The deaths of two area residents are among those reported so far this month: a 60- to 64-year-old resident of Morrison County and a Crow Wing resident age 75-79.
Moritz and other Crow Wing County staffers administered doses to more than 300 people Tuesday and clinics in Emily and Breezy Point on Thursday quickly filled. She noted Cuyuna Regional Medical Center recently hosted a large clinic and Essentia Health extended its hours and added time for vaccinations on Saturdays. But a significant number of those who received doses Tuesday were metro area residents, she noted.
“I would love to see our clinics filled with people from the local community,” Moritz said. “There’s no need for people to travel from Crow Wing County out to other communities to get vaccinated.”
With an eye toward that goal, Moritz said the county is reaching out to as many businesses as possible, especially bars and restaurants, to ensure they’re aware of upcoming vaccination clinics.
“This is what’s going to help keep our businesses open this summer,” she said. “We still remember last fall. We don’t want that again.”
Visit https://bit.ly/3fK5ldr to register for upcoming Crow Wing County vaccination clinics.

■ **DATA FOR ANALYSIS**
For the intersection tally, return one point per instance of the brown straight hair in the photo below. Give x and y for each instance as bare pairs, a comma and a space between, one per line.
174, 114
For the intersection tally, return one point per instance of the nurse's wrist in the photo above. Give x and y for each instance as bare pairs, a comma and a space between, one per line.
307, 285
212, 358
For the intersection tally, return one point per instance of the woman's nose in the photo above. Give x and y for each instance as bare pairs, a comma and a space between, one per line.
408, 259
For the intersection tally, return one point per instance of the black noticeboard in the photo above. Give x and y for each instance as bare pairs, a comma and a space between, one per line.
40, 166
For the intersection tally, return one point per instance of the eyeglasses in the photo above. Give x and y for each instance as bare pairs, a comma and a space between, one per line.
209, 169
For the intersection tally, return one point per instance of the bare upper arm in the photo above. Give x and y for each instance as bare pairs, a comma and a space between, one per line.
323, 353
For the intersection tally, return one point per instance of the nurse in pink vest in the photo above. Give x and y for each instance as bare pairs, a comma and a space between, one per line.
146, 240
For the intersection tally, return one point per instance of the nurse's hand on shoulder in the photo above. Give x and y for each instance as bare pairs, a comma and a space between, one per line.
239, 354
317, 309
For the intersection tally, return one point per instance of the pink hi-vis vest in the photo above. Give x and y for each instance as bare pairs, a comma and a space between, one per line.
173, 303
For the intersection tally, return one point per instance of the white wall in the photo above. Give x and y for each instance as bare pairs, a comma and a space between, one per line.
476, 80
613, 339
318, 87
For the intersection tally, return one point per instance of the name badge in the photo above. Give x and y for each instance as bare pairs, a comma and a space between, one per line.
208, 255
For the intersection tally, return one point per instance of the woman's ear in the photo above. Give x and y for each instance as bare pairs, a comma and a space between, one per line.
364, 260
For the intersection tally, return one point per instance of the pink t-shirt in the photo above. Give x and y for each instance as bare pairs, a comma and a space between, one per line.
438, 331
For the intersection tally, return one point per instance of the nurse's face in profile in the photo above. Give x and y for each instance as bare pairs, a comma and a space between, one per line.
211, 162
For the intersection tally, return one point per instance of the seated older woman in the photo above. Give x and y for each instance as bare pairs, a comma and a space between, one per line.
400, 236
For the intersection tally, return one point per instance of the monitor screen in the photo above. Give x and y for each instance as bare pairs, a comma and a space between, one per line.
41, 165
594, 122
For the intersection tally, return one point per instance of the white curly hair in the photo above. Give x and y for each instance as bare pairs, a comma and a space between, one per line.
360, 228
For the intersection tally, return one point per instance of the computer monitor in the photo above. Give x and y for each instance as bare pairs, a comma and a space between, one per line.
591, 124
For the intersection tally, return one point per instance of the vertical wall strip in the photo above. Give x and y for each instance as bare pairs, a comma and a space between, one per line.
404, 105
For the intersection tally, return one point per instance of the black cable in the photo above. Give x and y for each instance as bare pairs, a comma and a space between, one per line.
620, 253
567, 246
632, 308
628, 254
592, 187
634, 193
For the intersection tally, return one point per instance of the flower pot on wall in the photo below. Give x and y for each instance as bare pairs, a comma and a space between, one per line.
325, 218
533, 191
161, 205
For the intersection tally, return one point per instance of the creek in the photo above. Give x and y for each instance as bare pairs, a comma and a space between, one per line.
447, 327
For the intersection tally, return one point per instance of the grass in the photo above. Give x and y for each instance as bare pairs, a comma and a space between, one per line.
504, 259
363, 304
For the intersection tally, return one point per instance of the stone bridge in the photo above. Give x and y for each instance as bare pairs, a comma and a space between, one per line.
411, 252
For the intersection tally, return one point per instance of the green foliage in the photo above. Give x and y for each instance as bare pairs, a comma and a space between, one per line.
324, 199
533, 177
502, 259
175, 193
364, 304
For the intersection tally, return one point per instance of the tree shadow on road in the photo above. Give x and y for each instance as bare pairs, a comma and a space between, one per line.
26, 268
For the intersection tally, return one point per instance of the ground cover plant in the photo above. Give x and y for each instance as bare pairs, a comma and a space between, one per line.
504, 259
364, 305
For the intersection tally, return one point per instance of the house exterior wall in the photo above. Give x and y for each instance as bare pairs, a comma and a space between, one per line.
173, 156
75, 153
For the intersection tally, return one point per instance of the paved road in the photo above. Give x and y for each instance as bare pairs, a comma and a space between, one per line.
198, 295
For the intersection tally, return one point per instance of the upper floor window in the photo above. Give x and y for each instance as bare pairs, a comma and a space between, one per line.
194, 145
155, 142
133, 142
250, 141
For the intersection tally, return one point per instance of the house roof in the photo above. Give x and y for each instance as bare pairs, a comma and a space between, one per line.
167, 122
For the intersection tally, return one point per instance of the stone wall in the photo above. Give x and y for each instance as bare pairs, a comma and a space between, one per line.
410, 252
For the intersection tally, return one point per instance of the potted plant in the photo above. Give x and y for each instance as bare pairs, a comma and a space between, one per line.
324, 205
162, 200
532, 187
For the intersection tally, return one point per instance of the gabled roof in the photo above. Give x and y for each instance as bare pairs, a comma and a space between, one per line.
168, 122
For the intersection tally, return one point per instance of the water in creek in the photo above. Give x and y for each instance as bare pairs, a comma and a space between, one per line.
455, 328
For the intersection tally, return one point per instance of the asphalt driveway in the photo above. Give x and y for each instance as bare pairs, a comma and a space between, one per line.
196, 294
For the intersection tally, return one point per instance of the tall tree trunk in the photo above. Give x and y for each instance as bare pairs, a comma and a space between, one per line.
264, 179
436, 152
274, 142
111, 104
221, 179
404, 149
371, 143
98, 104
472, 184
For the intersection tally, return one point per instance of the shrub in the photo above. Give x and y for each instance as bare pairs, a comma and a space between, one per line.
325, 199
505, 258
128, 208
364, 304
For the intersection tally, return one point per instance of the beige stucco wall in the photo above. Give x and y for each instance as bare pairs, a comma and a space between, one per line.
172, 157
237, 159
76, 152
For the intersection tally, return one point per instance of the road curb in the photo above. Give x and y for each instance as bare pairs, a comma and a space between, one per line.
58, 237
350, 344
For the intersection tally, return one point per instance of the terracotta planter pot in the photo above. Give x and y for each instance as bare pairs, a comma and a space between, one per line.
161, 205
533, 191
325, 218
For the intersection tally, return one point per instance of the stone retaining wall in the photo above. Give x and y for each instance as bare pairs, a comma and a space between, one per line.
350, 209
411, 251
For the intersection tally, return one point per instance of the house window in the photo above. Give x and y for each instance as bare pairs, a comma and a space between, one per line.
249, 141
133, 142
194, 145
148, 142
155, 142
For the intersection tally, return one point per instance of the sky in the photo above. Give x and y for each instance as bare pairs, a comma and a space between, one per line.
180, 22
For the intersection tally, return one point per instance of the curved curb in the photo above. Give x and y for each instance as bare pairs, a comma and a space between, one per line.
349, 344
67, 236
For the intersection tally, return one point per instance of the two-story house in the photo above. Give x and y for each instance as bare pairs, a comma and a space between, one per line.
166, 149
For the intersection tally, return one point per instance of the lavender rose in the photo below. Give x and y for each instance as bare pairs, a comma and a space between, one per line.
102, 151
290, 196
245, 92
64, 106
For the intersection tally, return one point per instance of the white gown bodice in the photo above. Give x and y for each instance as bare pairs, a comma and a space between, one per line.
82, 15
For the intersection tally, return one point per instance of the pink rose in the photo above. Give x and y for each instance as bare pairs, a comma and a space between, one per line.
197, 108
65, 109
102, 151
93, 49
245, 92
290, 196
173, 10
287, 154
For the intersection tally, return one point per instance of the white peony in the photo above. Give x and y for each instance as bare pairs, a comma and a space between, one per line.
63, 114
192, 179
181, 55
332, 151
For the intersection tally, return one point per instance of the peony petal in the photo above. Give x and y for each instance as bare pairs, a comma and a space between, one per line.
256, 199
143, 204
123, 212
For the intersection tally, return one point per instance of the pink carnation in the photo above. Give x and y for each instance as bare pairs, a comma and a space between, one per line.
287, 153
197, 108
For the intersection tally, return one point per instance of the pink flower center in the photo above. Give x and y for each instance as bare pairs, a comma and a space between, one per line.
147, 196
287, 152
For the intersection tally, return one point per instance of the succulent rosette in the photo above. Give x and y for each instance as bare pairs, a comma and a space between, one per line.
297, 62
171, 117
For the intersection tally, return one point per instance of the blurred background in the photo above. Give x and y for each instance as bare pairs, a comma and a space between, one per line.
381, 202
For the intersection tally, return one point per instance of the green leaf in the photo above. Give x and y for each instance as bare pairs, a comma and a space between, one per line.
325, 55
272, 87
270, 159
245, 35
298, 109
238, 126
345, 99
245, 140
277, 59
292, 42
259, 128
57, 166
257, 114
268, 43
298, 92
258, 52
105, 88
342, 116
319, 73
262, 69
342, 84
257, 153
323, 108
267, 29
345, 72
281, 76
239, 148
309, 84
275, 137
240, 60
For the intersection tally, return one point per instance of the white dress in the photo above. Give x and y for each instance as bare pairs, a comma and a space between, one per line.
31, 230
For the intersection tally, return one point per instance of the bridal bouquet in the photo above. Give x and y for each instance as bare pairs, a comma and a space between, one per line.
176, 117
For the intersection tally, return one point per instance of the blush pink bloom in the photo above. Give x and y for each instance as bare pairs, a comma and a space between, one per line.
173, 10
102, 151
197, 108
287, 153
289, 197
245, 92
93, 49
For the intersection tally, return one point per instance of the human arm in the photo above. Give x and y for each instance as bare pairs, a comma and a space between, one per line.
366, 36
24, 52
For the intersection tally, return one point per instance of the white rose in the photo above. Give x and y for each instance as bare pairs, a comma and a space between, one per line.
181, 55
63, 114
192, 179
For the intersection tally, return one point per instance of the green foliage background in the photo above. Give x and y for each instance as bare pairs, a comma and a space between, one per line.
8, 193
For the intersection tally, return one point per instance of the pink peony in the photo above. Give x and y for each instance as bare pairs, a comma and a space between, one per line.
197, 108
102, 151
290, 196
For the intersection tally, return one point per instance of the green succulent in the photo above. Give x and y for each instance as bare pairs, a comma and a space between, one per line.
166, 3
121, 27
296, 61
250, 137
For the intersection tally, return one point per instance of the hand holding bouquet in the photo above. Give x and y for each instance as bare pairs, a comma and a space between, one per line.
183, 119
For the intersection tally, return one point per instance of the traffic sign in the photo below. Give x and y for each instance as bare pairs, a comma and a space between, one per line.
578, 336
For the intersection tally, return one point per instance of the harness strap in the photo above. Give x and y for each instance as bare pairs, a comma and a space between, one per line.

■ **TASK STATEMENT**
Go on with the Crow Wing County vaccination article from where it stops.

■ **TASK RESPONSE**
COVID-19 data as of April 6
Aitkin — 1,242, with 36 deaths; 6,181 residents have received at least one vaccine dose, representing 46% of the county’s 16-plus population.
Cass — 2,368 with 26 deaths; 9,197 residents with at least one dose, 39%.
Crow Wing — 5,752, with 86 deaths; 22,282 residents with at least one dose, 43%.
Mille Lacs — 2,624, with 47 deaths; 7,918 residents with at least one dose, 39%.
Morrison — 3,745, with 56 deaths; 9,327 residents with at least one dose, 36%.
Todd — 2,622, with 30 deaths; 6,238 residents with at least one dose, 32%.
Wadena — 1,381, with 20 deaths; 4,156 residents with at least one dose, 39%.
NOTE: These numbers are cumulative since March 21, 2020, and many are out of isolation.